BRIEF: Once the line with "Note: for this drill we locate the stone pilaster" has been located in the records below, set down that line and all subsequent lines exactly, omitting the pictures.

RECORDS TO USE:
______

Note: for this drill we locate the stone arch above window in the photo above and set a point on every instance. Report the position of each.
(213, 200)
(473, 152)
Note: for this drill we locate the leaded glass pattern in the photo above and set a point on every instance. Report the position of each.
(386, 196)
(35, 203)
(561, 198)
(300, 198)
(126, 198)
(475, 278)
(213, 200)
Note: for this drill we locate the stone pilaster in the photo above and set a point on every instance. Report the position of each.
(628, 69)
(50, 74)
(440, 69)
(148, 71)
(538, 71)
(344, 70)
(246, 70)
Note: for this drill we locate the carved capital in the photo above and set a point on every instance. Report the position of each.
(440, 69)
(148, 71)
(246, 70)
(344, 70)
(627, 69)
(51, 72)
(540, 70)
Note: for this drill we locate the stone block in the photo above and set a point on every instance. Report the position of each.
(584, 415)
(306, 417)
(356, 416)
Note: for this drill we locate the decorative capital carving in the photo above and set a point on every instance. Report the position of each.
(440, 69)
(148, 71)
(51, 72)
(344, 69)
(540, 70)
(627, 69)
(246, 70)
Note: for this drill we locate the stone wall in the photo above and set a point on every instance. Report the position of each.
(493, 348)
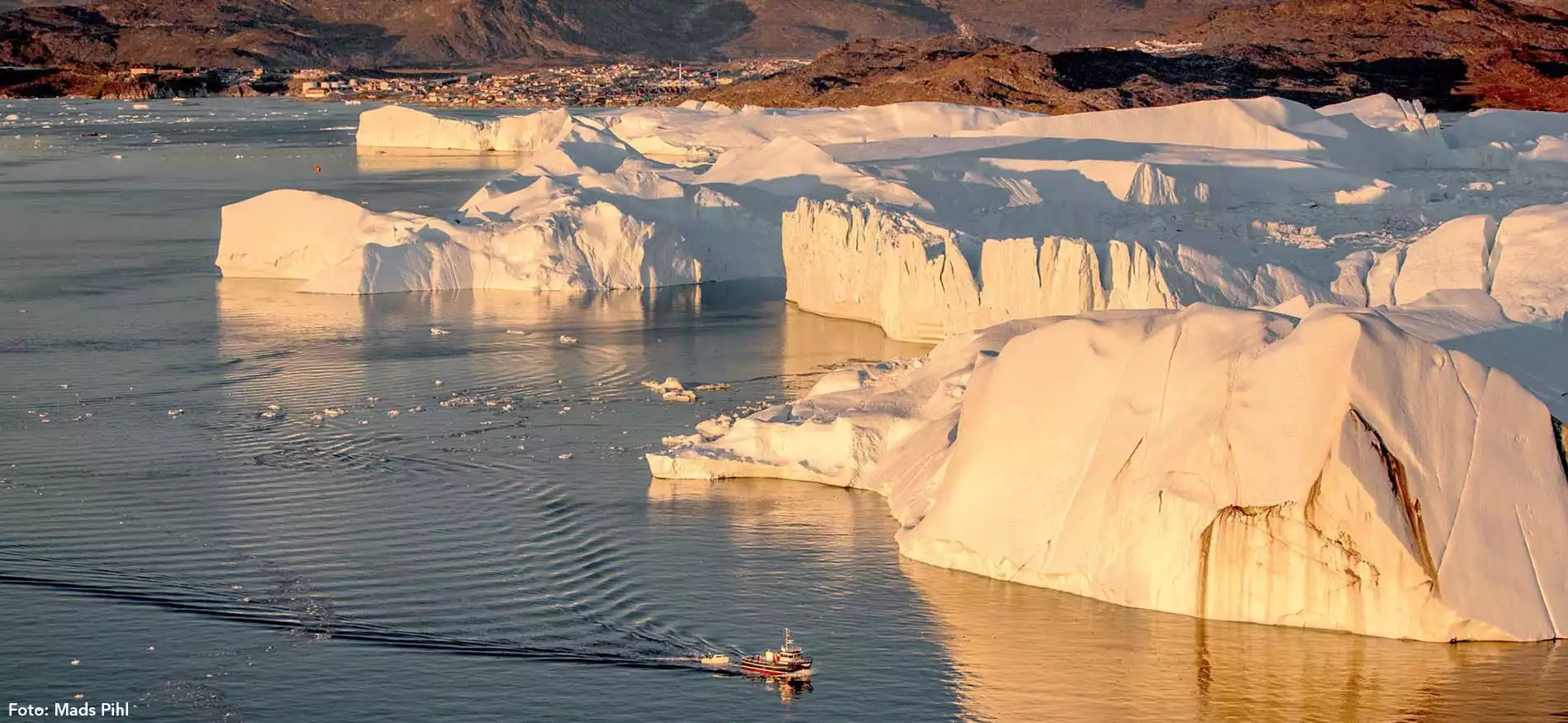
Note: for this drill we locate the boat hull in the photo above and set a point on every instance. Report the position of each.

______

TASK SOLUTION:
Note: for this drill we locate the stone pilaster in the photo above and set a point on every instance. Report the position of each.
(628, 69)
(50, 74)
(440, 69)
(148, 71)
(538, 71)
(344, 70)
(246, 70)
Note: for this drill we locate the carved capital in the photo above and set a point on every instance. Report the position of each.
(440, 69)
(148, 71)
(246, 70)
(344, 70)
(627, 69)
(51, 72)
(540, 70)
Note: for this drill we locate the stone block in the photo above and set a point on every instance. Report the position of each.
(584, 415)
(306, 417)
(356, 416)
Note: for this drill we locate the decorative capital carving in the photo above and set a point on every instance. Report the position of each.
(440, 69)
(148, 71)
(51, 72)
(344, 69)
(540, 70)
(627, 69)
(246, 70)
Note: for this drill we locate the stone wall in the photo above and set a point on every instance. Report the position of each.
(493, 348)
Note: for this drill we locate the boat hull in the photo above and set a point on every instance. Report the position of each.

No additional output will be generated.